Try it: In your answer, copy every entry that follows exactly.

Exercise input:
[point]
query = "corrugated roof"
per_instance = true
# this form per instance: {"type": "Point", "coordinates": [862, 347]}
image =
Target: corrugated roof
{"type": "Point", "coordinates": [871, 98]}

Task result:
[point]
query = "corrugated roof"
per_instance = true
# this form per instance: {"type": "Point", "coordinates": [862, 347]}
image =
Target: corrugated roof
{"type": "Point", "coordinates": [871, 98]}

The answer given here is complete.